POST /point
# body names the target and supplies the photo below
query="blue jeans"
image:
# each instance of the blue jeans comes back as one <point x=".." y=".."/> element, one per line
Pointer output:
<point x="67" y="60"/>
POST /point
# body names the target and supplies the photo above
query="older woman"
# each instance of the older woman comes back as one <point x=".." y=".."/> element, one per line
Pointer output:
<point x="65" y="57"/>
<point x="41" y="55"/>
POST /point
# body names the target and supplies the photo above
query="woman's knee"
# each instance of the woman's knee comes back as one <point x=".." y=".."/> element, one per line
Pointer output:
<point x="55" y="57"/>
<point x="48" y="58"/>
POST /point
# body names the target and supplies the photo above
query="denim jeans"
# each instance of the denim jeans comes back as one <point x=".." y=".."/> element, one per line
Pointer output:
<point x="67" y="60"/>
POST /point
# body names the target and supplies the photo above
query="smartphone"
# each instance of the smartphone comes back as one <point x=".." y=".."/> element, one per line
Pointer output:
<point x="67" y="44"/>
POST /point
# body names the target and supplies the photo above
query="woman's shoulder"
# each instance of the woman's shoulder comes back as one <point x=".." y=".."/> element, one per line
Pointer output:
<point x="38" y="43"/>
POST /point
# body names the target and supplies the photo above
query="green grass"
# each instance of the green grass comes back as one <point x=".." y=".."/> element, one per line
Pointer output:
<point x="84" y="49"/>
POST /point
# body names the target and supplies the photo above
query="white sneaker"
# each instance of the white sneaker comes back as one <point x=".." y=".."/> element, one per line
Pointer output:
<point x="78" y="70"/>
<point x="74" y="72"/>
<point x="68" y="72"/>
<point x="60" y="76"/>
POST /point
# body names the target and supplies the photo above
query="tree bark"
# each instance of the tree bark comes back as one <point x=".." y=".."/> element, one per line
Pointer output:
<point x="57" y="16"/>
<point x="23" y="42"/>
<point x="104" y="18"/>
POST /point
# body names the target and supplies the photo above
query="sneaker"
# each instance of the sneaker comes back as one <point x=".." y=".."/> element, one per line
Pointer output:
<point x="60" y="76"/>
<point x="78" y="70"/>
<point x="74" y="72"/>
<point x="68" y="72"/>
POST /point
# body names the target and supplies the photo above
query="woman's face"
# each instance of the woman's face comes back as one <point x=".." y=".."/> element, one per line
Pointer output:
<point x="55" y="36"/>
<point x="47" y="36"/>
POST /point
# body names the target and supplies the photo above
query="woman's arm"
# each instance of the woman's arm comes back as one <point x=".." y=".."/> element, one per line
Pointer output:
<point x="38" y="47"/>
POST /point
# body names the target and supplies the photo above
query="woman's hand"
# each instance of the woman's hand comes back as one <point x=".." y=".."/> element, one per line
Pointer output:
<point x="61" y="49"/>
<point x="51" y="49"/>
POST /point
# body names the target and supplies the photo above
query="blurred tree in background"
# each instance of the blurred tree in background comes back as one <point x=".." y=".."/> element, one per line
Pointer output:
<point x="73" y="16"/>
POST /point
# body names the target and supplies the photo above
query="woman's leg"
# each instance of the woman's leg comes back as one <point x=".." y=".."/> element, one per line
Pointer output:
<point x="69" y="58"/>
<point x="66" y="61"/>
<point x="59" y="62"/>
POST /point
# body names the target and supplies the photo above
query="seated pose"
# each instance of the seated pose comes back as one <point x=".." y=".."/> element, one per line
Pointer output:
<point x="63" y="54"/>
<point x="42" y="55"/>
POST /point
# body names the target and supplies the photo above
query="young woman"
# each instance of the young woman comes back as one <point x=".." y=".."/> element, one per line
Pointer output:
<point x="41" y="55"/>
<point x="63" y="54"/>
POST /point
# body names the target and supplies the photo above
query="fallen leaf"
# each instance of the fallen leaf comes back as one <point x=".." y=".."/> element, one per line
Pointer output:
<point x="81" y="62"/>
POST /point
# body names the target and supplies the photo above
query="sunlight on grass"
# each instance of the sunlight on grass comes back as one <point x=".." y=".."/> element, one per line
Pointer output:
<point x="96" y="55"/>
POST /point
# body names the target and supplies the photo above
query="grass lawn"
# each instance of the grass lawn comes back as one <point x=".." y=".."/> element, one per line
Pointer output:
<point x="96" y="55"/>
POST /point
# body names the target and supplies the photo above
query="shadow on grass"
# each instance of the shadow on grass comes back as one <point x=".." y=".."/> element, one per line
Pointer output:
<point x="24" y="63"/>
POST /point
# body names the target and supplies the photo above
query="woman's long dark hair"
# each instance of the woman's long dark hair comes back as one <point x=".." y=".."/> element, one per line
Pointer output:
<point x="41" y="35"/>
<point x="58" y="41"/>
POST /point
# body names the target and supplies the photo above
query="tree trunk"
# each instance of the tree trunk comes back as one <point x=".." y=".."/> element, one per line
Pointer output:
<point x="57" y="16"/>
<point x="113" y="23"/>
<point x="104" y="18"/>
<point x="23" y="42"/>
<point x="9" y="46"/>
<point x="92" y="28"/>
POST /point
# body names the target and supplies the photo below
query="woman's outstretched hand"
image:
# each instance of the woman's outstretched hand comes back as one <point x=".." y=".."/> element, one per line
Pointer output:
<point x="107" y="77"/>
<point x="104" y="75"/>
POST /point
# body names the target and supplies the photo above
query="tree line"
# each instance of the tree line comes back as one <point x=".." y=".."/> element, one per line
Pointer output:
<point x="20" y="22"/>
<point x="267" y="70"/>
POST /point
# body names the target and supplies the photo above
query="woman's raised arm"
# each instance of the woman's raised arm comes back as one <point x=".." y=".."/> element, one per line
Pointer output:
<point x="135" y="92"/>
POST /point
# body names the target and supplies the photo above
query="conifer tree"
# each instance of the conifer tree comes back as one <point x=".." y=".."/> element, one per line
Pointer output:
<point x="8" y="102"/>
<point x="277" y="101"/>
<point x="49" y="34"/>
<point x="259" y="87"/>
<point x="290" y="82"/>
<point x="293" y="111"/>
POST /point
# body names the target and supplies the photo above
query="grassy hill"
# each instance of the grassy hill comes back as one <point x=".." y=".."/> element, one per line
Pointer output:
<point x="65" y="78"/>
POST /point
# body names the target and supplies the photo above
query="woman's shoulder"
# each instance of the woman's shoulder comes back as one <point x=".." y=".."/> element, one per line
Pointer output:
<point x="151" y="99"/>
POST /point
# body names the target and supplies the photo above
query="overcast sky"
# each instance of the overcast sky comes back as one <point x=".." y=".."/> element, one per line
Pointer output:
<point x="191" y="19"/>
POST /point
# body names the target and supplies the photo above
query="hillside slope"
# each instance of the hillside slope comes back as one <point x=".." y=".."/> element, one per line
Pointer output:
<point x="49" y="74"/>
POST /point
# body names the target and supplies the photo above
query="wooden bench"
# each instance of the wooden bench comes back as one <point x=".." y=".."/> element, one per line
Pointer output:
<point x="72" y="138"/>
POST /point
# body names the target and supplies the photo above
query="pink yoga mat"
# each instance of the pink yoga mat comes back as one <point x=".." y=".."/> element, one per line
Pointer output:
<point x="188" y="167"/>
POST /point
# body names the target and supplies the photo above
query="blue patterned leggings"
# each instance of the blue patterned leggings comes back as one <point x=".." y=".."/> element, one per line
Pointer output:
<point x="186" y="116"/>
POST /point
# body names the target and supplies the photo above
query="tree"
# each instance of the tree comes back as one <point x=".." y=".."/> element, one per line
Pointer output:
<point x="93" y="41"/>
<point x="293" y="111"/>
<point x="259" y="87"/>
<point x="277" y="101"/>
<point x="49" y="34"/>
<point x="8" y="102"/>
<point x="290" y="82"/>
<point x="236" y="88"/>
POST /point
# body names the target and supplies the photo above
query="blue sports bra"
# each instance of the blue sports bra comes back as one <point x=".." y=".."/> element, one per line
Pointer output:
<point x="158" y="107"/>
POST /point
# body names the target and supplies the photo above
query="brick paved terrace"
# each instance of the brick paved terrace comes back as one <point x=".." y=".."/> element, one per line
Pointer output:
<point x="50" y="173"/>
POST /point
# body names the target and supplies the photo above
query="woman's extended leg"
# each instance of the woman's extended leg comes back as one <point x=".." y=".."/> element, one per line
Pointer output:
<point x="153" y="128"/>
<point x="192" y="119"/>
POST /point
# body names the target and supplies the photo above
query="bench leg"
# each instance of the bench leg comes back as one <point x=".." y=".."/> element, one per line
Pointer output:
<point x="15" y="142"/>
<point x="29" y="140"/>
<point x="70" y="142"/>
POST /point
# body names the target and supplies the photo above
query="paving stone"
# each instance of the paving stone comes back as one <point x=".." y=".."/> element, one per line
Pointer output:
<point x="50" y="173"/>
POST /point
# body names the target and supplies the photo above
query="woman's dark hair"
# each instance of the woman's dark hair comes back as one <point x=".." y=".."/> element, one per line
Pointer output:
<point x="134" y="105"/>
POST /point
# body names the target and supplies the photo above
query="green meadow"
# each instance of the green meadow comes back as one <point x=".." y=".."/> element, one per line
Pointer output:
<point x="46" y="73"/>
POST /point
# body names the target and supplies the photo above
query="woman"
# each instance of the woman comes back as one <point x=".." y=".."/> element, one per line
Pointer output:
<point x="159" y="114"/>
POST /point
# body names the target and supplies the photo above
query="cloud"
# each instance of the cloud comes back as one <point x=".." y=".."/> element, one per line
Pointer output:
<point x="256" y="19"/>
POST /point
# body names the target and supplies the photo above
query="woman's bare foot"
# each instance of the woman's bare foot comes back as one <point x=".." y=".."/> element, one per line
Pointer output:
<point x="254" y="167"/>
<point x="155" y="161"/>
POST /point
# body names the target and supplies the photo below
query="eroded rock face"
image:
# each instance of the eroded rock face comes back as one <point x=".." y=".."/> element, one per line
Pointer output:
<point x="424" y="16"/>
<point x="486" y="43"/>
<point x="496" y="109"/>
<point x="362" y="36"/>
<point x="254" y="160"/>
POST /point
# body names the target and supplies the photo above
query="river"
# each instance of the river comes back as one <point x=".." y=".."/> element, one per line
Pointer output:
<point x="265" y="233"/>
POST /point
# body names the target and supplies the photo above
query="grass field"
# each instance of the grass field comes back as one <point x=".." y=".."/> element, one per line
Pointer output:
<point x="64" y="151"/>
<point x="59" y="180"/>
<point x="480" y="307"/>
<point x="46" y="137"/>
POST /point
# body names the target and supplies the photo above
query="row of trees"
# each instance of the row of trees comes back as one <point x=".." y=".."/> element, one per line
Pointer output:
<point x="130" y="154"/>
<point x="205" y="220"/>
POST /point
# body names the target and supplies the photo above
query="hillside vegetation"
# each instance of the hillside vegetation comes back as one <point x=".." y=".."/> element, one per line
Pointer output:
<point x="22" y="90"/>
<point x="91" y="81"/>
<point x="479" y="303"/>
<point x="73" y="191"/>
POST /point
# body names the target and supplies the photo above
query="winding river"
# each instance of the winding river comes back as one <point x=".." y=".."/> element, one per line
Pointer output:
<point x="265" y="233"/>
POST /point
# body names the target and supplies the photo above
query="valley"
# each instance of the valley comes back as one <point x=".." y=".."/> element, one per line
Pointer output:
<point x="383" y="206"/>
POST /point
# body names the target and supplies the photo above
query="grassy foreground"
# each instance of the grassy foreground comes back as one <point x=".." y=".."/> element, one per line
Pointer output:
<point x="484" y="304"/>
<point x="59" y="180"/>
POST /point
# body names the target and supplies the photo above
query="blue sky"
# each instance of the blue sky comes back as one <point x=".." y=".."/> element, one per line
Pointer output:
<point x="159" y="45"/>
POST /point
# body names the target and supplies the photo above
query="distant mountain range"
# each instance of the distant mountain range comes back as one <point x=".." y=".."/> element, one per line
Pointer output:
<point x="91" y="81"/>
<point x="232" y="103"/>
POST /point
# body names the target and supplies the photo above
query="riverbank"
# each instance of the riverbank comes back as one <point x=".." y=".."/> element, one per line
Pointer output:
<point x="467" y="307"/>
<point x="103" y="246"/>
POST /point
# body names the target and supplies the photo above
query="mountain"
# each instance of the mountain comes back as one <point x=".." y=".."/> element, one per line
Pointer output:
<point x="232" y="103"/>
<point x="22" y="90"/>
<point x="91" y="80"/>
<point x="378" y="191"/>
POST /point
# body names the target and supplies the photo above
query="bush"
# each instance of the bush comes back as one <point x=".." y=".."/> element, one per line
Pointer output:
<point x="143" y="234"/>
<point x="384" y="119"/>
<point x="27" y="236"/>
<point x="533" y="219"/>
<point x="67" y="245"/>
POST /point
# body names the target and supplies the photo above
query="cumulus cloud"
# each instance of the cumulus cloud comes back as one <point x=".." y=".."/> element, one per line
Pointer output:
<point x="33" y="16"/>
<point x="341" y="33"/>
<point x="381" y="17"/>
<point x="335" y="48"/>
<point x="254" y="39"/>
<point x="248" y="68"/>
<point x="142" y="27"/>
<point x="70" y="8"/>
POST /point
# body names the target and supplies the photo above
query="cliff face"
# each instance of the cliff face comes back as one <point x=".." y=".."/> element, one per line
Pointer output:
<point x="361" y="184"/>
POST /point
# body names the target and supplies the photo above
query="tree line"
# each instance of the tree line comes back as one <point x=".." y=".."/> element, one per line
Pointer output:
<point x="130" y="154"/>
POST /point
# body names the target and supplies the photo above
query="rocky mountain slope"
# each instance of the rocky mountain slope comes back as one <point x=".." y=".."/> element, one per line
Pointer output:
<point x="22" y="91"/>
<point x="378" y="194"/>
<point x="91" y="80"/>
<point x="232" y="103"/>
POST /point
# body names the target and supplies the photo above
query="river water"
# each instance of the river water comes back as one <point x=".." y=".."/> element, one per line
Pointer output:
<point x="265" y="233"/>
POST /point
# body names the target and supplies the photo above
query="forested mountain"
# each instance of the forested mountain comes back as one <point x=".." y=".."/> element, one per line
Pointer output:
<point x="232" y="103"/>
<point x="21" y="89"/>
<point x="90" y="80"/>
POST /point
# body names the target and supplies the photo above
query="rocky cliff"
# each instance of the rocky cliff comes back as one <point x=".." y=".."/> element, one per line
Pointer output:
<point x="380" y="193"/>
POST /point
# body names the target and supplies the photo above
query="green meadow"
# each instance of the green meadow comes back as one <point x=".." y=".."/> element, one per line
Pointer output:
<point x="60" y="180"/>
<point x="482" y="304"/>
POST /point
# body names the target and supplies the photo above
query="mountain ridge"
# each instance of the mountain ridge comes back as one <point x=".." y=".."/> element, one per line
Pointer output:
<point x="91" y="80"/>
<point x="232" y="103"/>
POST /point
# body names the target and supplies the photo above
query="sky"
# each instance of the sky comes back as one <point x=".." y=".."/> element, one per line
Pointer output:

◆ ◆ ◆ ◆ ◆ ◆ ◆

## EXERCISE
Please count the lines in the listing above that contain the word "older", and give only the number.

## WRITTEN SOLUTION
2